Regex — The (Love|Hate) relationship

2024-11-03 #tech #regex

Close up of a Regex pattern displayed in a computer screen

Photo by Jonny Fox on Medium

Back again sitting on my chair after doing a terrible form validation for one of my assignments. I am telling it is terrible not only because it’s code smelling, it’s because I wanted to show off that I know regex.
(yes, it went bad)

First of all Regular Expressions or commonly known as Regex (reh·jeks) is a sequence of characters which are used for search patterns. Regex is widely supported in modern programming languages like Python, JavaScript, Ruby and even SQL supports it OOTB. Doesn’t sound bad right? Wait for it. When it comes to regex there are two groups. You either absolutely love regex or you want to pull your hair seeing regex in the codebase that your frenemies wrote. Why though?

Regex can be quite complicated cause it uses a shit ton of keywords and flags. Have a look at the following.

### DATASET RECORDS:
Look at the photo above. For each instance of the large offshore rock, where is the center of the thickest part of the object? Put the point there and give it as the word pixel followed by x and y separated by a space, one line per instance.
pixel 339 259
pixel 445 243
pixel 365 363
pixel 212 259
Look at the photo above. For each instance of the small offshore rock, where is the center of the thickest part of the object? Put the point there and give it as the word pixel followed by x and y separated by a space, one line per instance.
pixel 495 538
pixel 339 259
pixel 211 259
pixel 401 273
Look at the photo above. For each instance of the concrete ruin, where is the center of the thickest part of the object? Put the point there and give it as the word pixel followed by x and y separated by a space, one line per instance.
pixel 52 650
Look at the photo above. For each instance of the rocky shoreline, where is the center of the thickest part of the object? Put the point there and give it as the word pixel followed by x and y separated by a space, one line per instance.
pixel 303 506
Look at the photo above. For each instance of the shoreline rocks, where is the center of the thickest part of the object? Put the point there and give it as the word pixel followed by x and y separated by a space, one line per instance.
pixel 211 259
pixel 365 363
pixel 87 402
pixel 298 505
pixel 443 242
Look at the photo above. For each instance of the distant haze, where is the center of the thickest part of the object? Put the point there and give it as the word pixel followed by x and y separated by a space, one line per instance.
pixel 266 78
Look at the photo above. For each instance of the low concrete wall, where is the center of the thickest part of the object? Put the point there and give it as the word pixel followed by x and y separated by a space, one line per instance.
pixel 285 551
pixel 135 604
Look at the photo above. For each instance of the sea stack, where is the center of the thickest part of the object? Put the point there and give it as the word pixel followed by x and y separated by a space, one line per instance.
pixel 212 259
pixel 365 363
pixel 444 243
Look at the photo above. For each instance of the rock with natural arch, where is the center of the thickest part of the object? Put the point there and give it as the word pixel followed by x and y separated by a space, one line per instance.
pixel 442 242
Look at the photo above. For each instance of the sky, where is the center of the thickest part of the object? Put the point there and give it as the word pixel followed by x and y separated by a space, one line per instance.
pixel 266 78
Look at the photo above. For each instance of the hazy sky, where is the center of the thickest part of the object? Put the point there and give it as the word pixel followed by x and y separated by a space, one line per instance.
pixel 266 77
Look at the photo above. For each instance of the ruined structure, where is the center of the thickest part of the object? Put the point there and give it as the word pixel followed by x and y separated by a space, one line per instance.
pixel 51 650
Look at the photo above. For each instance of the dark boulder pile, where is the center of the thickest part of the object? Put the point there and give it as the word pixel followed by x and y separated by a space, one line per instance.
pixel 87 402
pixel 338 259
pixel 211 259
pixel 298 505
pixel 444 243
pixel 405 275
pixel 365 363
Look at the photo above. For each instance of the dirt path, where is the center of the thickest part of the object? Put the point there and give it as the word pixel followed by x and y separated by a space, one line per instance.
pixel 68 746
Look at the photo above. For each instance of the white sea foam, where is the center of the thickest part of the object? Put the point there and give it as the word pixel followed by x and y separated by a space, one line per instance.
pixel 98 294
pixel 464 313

### WORK TO DO:
• a. Retype the part of the regex post that begins at the words "Back again sitting" and stops after the words "at the following.".
• b. Do these statements agree with the regex post? (i) SQL supports regex out of the box. (ii) The author's attempt at form validation went well. (iii) Regex is a sequence of characters used for search patterns. For each one, answer yes or no and quote the deciding words from the post.
• c. Could you proceed with the regex post, picking up right after its final sentence?

### RESPONSES PER TASK:
• a.
Back again sitting on my chair after doing a terrible form validation for one of my assignments. I am telling it is terrible not only because it’s code smelling, it’s because I wanted to show off that I know regex.
(yes, it went bad)

First of all Regular Expressions or commonly known as Regex (reh·jeks) is a sequence of characters which are used for search patterns. Regex is widely supported in modern programming languages like Python, JavaScript, Ruby and even SQL supports it OOTB. Doesn’t sound bad right? Wait for it. When it comes to regex there are two groups. You either absolutely love regex or you want to pull your hair seeing regex in the codebase that your frenemies wrote. Why though?

Regex can be quite complicated cause it uses a shit ton of keywords and flags. Have a look at the following.

• b.
(i) Yes: "even SQL supports it OOTB"
(ii) No: "(yes, it went bad)"
(iii) Yes: "is a sequence of characters which are used for search patterns"

• c.
^(?! )[a-zA-Z0-9]*(?:[._-](?! )[a-zA-Z0-9]+)*(?<! )$|^.{3,25}$

First time? :3
Well that was a ridiculously complex pattern though there can be some occasions where you have to deal with long ass patterns.

Not only regex can be unbearably complex (if you suffer from skill issues), what if you have fat fingered one of the characters or even forgot to include one. That’s actually what happened to me.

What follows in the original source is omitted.